[What you will do] Go through the records line by line and work out how many lines hold the word "below". Answer with the number only.

[Data provided]
——

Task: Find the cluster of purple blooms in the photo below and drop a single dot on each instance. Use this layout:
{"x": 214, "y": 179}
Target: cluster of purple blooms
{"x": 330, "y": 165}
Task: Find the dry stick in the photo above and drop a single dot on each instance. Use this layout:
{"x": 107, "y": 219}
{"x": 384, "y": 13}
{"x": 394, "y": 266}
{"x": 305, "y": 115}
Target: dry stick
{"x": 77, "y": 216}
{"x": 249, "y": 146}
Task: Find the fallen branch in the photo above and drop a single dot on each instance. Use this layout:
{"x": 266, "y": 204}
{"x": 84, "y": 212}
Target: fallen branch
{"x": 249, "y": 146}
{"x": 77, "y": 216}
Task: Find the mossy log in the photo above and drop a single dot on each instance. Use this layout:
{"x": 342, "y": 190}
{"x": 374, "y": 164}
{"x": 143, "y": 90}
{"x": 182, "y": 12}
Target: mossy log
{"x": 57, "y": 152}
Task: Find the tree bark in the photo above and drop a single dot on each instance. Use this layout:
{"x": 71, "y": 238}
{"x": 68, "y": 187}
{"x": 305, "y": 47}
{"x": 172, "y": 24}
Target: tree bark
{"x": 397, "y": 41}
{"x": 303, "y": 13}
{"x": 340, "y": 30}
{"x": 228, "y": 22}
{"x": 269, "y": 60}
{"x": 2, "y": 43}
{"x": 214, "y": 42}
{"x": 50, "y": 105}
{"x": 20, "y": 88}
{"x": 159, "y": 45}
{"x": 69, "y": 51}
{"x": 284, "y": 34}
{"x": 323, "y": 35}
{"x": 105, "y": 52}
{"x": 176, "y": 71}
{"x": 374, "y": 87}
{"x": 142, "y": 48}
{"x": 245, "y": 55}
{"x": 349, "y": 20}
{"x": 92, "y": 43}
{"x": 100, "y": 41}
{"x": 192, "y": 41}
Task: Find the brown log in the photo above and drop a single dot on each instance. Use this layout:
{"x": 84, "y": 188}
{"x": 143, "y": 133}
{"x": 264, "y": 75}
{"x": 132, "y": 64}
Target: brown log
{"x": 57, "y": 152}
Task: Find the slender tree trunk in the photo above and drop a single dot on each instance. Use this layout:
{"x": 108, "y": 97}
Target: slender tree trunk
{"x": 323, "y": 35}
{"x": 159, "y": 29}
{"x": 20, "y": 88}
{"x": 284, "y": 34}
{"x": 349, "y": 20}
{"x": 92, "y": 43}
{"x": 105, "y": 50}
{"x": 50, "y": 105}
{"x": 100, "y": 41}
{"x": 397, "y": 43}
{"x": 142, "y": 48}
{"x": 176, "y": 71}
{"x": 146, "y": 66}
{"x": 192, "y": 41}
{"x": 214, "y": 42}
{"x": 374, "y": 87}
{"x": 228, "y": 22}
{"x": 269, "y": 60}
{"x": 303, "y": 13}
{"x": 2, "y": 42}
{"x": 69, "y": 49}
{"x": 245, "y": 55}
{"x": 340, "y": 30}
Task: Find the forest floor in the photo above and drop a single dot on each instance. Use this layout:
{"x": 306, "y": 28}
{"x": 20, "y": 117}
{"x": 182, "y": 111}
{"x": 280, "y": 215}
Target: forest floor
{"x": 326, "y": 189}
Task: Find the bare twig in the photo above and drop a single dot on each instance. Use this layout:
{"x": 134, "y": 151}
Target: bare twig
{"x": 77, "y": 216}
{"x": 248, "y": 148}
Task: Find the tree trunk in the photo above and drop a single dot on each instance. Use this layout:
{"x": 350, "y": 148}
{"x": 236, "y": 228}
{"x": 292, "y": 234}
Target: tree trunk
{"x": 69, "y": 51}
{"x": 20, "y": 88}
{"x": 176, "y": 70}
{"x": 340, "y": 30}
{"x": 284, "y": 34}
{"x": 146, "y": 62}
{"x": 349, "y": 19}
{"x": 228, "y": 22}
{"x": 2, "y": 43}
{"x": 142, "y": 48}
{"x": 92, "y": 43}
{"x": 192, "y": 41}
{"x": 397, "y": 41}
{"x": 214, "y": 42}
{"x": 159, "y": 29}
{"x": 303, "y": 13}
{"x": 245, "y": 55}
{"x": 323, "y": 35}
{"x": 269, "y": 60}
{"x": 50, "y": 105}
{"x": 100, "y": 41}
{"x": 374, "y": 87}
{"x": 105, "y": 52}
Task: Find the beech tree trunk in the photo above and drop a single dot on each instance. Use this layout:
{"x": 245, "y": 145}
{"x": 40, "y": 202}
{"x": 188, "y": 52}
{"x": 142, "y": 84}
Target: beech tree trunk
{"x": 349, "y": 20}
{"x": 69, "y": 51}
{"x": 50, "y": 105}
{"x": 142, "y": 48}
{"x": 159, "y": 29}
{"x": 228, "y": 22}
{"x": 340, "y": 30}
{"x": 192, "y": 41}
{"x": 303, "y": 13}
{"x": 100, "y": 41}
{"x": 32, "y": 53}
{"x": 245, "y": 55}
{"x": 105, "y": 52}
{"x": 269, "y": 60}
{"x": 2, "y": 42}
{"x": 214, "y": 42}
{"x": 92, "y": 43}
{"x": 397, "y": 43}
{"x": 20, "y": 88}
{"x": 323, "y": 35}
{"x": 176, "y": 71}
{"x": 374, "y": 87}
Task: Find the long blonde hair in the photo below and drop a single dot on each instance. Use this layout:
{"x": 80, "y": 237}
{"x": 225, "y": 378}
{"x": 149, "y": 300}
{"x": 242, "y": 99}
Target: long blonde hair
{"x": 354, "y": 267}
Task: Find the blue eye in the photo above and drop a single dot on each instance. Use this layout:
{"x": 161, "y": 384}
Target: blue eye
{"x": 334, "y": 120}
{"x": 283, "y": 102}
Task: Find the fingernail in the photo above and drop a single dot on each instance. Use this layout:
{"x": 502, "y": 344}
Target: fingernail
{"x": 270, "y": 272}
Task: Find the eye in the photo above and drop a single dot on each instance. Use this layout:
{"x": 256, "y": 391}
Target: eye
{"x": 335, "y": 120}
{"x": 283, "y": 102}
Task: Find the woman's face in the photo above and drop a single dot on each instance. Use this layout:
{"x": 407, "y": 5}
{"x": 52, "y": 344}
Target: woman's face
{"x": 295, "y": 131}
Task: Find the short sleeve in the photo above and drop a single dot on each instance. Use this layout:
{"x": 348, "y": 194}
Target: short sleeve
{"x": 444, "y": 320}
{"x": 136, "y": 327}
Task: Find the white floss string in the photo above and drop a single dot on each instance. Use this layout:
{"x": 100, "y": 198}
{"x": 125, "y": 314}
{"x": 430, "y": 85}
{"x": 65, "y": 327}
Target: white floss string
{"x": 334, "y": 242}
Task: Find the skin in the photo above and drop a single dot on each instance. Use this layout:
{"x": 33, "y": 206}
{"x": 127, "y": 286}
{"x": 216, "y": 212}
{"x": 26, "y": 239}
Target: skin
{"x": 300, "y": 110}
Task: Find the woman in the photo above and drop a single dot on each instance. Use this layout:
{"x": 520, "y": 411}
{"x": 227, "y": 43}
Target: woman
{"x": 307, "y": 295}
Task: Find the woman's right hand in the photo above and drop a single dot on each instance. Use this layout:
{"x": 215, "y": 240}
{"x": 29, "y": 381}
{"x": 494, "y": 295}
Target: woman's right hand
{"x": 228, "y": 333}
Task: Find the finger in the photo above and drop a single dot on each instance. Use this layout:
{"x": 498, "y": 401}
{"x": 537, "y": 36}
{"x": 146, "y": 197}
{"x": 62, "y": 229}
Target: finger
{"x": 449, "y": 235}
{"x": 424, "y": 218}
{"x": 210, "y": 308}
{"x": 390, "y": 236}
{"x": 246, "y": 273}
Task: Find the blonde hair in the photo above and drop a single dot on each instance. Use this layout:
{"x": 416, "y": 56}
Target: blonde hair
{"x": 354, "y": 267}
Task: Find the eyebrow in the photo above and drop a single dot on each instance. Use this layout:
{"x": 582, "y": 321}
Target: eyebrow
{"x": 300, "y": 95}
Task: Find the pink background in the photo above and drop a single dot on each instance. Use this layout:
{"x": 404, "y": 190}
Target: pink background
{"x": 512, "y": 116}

——

[Output for this task] 2